(Point labeling data from photos)
begin
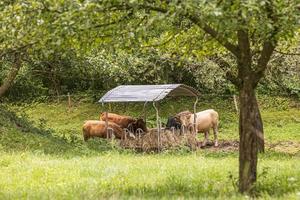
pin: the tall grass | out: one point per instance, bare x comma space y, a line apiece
43, 156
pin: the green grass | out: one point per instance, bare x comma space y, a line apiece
42, 156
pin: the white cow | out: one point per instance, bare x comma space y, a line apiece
205, 120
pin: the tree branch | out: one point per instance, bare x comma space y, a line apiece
269, 45
225, 66
287, 53
213, 33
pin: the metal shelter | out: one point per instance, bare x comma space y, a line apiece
149, 93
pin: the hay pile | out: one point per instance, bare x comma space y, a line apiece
168, 140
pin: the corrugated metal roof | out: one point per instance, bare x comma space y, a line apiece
144, 93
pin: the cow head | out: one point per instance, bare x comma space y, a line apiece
173, 122
185, 119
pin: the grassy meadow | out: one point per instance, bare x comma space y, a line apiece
43, 156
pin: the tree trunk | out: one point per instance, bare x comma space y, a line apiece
10, 76
250, 131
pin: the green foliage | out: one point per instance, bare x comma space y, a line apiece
42, 156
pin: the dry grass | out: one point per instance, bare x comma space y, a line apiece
168, 140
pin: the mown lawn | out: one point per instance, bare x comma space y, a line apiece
50, 161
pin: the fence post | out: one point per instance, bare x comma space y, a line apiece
69, 101
235, 104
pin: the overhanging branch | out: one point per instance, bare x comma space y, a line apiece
225, 66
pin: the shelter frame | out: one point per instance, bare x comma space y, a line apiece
149, 93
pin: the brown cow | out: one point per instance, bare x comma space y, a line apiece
205, 120
95, 128
122, 120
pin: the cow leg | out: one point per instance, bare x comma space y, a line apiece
206, 133
216, 136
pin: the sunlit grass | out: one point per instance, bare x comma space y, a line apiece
52, 162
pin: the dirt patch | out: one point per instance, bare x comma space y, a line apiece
290, 147
224, 145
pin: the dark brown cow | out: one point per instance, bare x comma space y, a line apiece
95, 128
122, 120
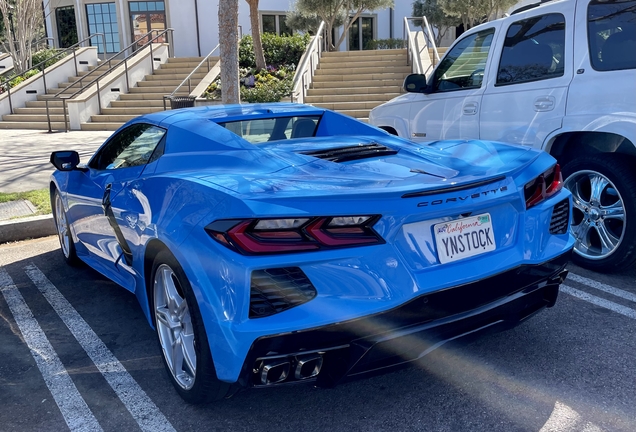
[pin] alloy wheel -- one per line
(174, 327)
(598, 216)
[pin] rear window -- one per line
(273, 129)
(611, 34)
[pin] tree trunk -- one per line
(228, 40)
(256, 35)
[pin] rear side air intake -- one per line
(560, 218)
(278, 289)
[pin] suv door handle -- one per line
(470, 108)
(544, 103)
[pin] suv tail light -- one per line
(544, 186)
(287, 235)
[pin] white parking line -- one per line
(140, 406)
(76, 413)
(603, 287)
(623, 310)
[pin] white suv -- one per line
(560, 76)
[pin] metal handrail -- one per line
(431, 39)
(314, 49)
(43, 70)
(413, 57)
(206, 59)
(109, 70)
(110, 62)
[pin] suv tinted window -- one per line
(611, 32)
(533, 50)
(463, 66)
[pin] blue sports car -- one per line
(277, 243)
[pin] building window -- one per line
(275, 23)
(102, 18)
(146, 17)
(66, 28)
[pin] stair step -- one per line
(347, 72)
(358, 83)
(32, 118)
(121, 118)
(364, 53)
(178, 77)
(366, 78)
(364, 64)
(136, 103)
(355, 90)
(327, 60)
(39, 111)
(183, 71)
(167, 83)
(366, 97)
(136, 111)
(41, 102)
(157, 91)
(32, 125)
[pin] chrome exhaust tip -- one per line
(275, 371)
(307, 366)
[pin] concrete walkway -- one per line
(24, 155)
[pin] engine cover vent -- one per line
(349, 153)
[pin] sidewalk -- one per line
(24, 166)
(24, 155)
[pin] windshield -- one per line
(273, 129)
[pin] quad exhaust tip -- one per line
(274, 371)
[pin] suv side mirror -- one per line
(65, 160)
(416, 83)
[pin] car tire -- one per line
(63, 230)
(604, 211)
(179, 324)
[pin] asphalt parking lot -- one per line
(77, 354)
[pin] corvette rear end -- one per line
(280, 243)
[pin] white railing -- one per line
(307, 66)
(419, 39)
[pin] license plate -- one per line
(463, 238)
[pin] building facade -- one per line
(195, 22)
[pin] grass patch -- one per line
(40, 198)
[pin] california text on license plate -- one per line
(463, 238)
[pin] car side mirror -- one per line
(416, 83)
(65, 160)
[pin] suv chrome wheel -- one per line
(174, 327)
(598, 216)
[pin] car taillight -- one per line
(286, 235)
(544, 186)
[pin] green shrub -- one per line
(278, 50)
(384, 44)
(46, 55)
end
Render the listing above as a two-column CSV with the header columns "prompt" and "points", one row per request in the listing. Put each request's text and its answer in a single quoted field each, replace any line breaks with spaces, and leave out the pictures.

prompt,points
"pin: the tall grass | out: one point per instance, bare x comma space y, a line apiece","43, 156"
"pin: the green grass | out: one point per instance, bare x comma space y, a line apiece","42, 156"
"pin: the white cow | out: one point per instance, bare x comma space y, a line apiece","205, 120"
"pin: the tree branch | out: one point per instance, bare x comma space y, a line apiece","269, 45 225, 66 287, 53 213, 33"
"pin: the metal shelter | out: one point per instance, bare x comma space y, a line apiece","149, 93"
"pin: the hay pile | out: one point per instance, bare x comma space y, a line apiece","168, 140"
"pin: the corrugated metal roof | out: one point per instance, bare x comma space y, a line apiece","144, 93"
"pin: the cow head | out: one point per instance, bare x comma space y, a line apiece","173, 122 185, 119"
"pin: the grassy meadow | out: one point per instance, bare x comma space y, a line apiece","43, 156"
"pin: the tree trunk | out: one point per instance, bare x comma space y, a line apiece","10, 76 250, 131"
"pin: the green foliage | out: one point per instance, bare x comma space y, a line apiece","42, 156"
"pin: the dry grass | out: one point per instance, bare x comma space y, a line apiece","168, 140"
"pin: the mown lawn | out: one point per instance, bare x comma space y, a line apiece","50, 161"
"pin: the fence post | out: one point per instance, bare x comma space y, a line apiece","69, 101 235, 104"
"pin: the overhanging branch | out: one point per instance, bare x comma space y, a line apiece","225, 66"
"pin: the shelter frame | out: one point per instance, bare x comma space y, a line apiece","149, 93"
"pin: the brown cow | out: one point per instance, bare x comma space y, a line apiece","205, 120 95, 128 122, 120"
"pin: the cow leg | out: one point per instance, bare x comma space y, a line apiece","206, 133 216, 136"
"pin: the sunlit grass | out: one point per instance, bare x comma space y, a line apiece","52, 162"
"pin: the dirt patch | out: one point per instance, bare x comma space y, a line apiece","290, 147 224, 145"
"pin: the dark brown cow | out: one point per instance, bare x comma space y, a line apiece","95, 128 122, 120"
"[pin] alloy wheel -- one per line","(174, 327) (598, 216)"
"[pin] rear window -- one per line","(273, 129) (611, 34)"
"[pin] tree trunk -- one per line","(228, 40) (256, 35)"
"[pin] rear side air intake -- one per line","(560, 218) (278, 289)"
"[pin] suv door handle -- one per line","(470, 108) (544, 103)"
"[pin] suv tail light -- one per line","(544, 186) (287, 235)"
"[pin] white parking line -- one per line","(140, 406) (76, 413) (603, 287) (623, 310)"
"[pin] white suv -- one per line","(560, 76)"
"[pin] metal handrail -- one per line","(431, 39) (314, 49) (43, 70) (413, 57) (206, 59) (109, 70) (110, 62)"
"[pin] suv tinted window -- one per line","(611, 32) (533, 50) (463, 66)"
"[pin] blue sports car -- one per line","(277, 243)"
"[pin] building window -- one per line","(275, 23) (102, 18) (146, 17) (66, 28)"
"[pin] stair step -- one per line","(347, 72) (358, 83) (32, 118) (121, 118) (364, 53) (178, 77) (366, 78) (364, 64) (136, 103) (355, 90) (327, 60) (39, 111) (183, 71) (167, 83) (366, 97) (136, 111) (41, 102) (157, 91) (32, 125)"
"[pin] chrome exhaust tip -- one per line","(275, 371) (307, 366)"
"[pin] concrete walkway -- one per line","(24, 155)"
"[pin] engine cover vent -- one per line","(349, 153)"
"[pin] sidewalk -- one per line","(24, 166) (24, 155)"
"[pin] windshield -- one per line","(273, 129)"
"[pin] quad exhaust tip -- one per line","(274, 371)"
"[pin] suv side mirror -- one per line","(65, 160) (416, 83)"
"[pin] car tire -- one per line","(63, 230) (604, 211) (179, 324)"
"[pin] asphalt parking lot -- one per line","(77, 354)"
"[pin] corvette rear end -- one per line","(280, 243)"
"[pin] white railing -- one per line","(307, 66) (419, 39)"
"[pin] license plate -- one per line","(463, 238)"
"[pin] building facade -- one per line","(195, 22)"
"[pin] grass patch -- one per line","(40, 198)"
"[pin] california text on license plate -- one per line","(463, 238)"
"[pin] car side mirror -- one per line","(416, 83) (65, 160)"
"[pin] suv chrome wheel -- one per line","(174, 327) (598, 216)"
"[pin] car taillight -- one per line","(286, 235) (544, 186)"
"[pin] green shrub -- one per line","(278, 50) (384, 44) (46, 55)"